Please print the dissertation abstract below in full, word for word.

(Document extract)
● ● ● ● ●

Abstract:

This dissertation presents computational relevantly exhaustive demonstration (CRED) standards as an approach to the combination of differing standards. Standards and computational tools can play an important role in scientific research, and specifically for Affymetrix DNA microarray experiments, by performing computational evidence generation that can identify and reduce bias introduced by data analysis methods.

Using computational techniques, we demonstrate that the results from microarray experiments can vary greatly depending on the specific quantitation and normalization standards used, despite the fact that these methods are intended to accomplish the same task. Further, we show that microarray researchers, likely unaware of these unpredictable instances of bias, routinely do not correct for these sources of variability, leading to a lack of robustness in research findings. Additionally, microarray research publications often do not provide sufficient information to replicate the experimental findings.

To remedy this situation we present BAGeL, a new CRED standard for obtaining differentially expressed gene lists from microarray data by aggregating output from multiple traditional standards. We demonstrate that this approach highlights disagreement among different standards for detecting differential gene expression, and provides much more selective gene lists than these standards.

● ● ● ● ●

(Extracted material)
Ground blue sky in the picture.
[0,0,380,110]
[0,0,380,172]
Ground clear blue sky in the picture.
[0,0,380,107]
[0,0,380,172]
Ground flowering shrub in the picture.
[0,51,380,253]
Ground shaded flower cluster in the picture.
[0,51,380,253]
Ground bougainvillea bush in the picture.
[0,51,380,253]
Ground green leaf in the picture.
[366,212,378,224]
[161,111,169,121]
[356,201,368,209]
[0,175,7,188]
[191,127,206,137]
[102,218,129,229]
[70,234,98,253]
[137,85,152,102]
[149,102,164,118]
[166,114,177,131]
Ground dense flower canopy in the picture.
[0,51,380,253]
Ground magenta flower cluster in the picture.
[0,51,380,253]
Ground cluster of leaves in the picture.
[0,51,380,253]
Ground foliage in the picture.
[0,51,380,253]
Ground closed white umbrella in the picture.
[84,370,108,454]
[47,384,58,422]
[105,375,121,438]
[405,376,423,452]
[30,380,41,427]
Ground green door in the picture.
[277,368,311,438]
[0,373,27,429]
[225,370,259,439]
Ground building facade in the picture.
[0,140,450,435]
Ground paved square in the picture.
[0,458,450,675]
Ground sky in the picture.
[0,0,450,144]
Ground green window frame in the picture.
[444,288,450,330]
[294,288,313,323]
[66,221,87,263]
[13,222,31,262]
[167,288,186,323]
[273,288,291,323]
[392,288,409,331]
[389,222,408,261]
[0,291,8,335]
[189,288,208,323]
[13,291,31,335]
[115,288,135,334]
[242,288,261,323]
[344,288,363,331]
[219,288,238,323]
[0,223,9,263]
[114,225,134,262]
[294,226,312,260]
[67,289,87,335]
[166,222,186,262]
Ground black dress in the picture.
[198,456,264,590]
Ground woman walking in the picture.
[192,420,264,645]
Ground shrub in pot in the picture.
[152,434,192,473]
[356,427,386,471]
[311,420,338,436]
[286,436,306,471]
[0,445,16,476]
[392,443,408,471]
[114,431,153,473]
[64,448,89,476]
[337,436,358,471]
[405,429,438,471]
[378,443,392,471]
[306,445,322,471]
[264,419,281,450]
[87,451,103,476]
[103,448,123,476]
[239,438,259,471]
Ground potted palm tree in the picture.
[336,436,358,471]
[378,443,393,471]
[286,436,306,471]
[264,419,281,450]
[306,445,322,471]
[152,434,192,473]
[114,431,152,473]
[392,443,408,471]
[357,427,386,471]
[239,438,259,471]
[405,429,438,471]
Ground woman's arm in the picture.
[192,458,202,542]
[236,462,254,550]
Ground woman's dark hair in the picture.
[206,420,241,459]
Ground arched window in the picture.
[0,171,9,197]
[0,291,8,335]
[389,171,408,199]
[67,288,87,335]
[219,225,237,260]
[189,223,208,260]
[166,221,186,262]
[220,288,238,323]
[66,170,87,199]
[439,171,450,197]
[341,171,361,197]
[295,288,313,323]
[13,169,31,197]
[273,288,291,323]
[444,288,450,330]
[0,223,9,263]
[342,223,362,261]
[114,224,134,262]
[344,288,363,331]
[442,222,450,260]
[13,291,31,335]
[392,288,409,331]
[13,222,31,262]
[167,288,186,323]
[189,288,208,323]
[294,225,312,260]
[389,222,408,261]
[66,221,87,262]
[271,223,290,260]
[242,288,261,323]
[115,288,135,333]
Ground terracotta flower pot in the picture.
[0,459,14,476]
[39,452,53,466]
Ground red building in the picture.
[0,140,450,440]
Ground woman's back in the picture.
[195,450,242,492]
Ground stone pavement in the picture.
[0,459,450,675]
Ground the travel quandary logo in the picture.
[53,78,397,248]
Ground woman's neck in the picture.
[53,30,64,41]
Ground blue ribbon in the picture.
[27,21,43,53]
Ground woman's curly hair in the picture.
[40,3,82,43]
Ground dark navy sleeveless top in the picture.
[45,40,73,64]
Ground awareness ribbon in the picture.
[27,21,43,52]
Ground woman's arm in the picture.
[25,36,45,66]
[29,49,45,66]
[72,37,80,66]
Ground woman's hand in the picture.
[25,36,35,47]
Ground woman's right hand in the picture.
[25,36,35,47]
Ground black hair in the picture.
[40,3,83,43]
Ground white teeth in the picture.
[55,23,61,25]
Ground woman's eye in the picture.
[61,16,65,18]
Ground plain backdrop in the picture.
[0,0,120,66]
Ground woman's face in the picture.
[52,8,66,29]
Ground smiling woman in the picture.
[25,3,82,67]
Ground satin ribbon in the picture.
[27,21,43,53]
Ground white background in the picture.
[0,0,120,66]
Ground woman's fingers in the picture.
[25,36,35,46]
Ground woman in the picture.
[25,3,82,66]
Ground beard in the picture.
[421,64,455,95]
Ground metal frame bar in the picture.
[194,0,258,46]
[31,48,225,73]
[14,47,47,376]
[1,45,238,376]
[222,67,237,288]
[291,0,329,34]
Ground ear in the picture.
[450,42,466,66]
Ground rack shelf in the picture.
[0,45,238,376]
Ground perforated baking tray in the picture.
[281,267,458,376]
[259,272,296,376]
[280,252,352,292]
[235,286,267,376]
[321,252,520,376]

● ● ● ● ●

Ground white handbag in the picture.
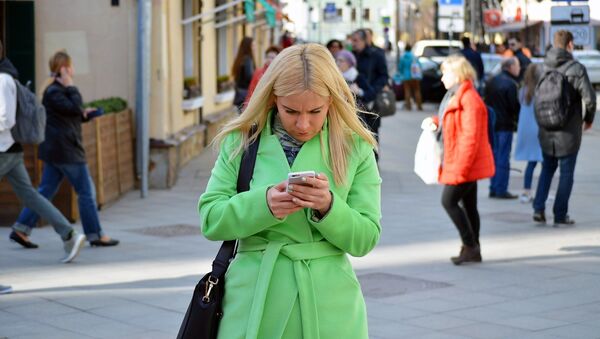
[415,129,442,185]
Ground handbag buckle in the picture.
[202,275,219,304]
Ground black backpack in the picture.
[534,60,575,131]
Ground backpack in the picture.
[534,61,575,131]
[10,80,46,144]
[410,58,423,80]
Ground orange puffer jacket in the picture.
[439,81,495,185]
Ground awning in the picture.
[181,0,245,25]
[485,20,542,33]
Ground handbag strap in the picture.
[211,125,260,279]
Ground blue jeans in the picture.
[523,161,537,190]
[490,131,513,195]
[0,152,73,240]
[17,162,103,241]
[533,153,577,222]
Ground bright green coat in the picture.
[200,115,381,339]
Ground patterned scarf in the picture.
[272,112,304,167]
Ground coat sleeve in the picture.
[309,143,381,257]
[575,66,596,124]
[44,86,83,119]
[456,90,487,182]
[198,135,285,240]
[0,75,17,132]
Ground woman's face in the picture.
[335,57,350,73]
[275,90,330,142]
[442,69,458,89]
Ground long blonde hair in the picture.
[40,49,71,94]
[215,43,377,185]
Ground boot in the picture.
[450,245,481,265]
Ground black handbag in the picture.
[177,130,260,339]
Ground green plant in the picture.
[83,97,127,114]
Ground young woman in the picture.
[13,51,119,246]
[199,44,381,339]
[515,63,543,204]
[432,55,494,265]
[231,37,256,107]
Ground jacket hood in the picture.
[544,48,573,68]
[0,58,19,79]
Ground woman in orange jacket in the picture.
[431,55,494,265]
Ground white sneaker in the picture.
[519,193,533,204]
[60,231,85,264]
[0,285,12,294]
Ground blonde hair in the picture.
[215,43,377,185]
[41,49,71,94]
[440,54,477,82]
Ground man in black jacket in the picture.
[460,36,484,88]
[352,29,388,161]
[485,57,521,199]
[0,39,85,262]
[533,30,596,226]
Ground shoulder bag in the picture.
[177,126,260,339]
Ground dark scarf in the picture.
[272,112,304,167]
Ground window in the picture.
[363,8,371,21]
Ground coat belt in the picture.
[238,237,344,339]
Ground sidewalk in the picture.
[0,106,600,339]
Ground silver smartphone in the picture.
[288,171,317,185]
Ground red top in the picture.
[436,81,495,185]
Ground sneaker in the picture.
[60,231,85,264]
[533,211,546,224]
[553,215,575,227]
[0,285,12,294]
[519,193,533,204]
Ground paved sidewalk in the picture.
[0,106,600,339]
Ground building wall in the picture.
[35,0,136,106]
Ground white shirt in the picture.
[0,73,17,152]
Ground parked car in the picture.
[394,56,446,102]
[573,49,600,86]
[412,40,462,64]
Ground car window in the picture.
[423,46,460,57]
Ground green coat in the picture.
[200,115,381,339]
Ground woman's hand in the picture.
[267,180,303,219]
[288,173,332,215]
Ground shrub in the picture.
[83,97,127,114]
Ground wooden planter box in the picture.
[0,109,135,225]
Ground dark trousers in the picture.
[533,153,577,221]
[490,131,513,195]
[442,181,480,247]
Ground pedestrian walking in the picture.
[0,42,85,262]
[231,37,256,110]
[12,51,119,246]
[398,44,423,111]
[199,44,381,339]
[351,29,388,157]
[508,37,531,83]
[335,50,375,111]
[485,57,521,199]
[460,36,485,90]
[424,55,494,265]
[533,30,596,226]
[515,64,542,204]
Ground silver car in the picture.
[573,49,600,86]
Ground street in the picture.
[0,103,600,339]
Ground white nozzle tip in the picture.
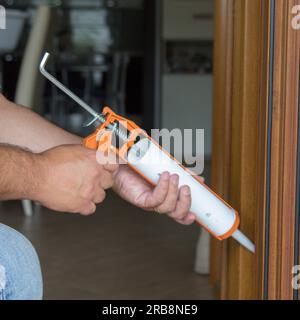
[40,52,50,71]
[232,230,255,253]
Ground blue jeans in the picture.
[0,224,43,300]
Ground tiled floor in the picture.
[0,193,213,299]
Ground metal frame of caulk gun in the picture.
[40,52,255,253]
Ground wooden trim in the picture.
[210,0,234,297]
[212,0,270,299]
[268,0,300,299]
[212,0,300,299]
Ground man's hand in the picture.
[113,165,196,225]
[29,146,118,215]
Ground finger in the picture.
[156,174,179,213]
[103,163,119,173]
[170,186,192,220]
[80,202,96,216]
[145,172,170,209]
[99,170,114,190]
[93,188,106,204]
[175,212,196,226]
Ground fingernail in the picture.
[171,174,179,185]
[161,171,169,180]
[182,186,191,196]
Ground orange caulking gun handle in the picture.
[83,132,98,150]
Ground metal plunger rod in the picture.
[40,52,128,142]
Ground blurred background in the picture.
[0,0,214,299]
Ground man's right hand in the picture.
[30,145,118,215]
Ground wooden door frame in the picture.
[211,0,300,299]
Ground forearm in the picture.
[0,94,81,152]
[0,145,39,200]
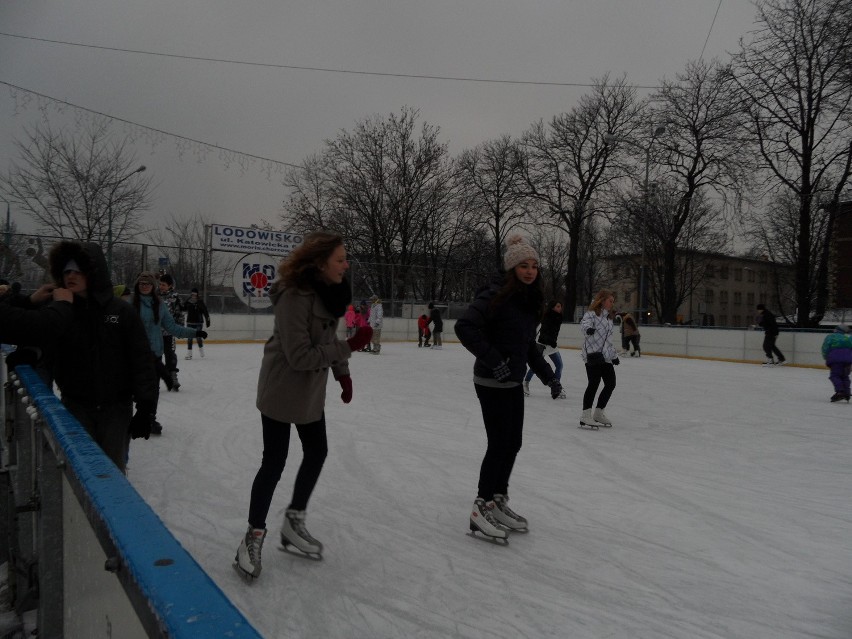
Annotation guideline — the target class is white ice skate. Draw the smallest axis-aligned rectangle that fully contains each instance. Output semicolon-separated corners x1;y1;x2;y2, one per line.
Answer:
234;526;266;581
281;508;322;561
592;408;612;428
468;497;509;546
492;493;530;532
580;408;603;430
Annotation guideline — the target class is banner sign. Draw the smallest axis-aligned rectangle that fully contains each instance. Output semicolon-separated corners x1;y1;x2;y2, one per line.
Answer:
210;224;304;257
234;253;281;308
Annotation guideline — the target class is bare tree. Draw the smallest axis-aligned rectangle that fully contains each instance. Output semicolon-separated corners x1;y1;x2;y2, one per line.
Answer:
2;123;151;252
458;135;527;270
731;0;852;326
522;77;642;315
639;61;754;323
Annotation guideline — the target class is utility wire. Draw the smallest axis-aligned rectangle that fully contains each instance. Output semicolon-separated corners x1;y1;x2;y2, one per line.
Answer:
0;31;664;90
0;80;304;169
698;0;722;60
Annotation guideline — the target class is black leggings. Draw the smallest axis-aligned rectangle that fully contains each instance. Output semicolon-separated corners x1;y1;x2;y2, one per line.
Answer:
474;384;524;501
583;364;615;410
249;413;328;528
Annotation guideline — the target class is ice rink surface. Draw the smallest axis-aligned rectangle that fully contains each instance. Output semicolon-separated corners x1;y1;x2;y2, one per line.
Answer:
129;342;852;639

● ● ● ● ●

(Expected output)
Abstract:

This dissertation presents computational relevantly exhaustive demonstration (CRED) standards as an approach to the combination of differing standards. Standards and computational tools can play an important role in scientific research, and specifically for Affymetrix DNA microarray experiments, by performing computational evidence generation that can identify and reduce bias introduced by data analysis methods.

Using computational techniques, we demonstrate that the results from microarray experiments can vary greatly depending on the specific quantitation and normalization standards used, despite the fact that these methods are intended to accomplish the same task. Further, we show that microarray researchers, likely unaware of these unpredictable instances of bias, routinely do not correct for these sources of variability, leading to a lack of robustness in research findings. Additionally, microarray research publications often do not provide sufficient information to replicate the experimental findings.

To remedy this situation we present BAGeL, a new CRED standard for obtaining differentially expressed gene lists from microarray data by aggregating output from multiple traditional standards. We demonstrate that this approach highlights disagreement among different standards for detecting differential gene expression, and provides much more selective gene lists than these standards.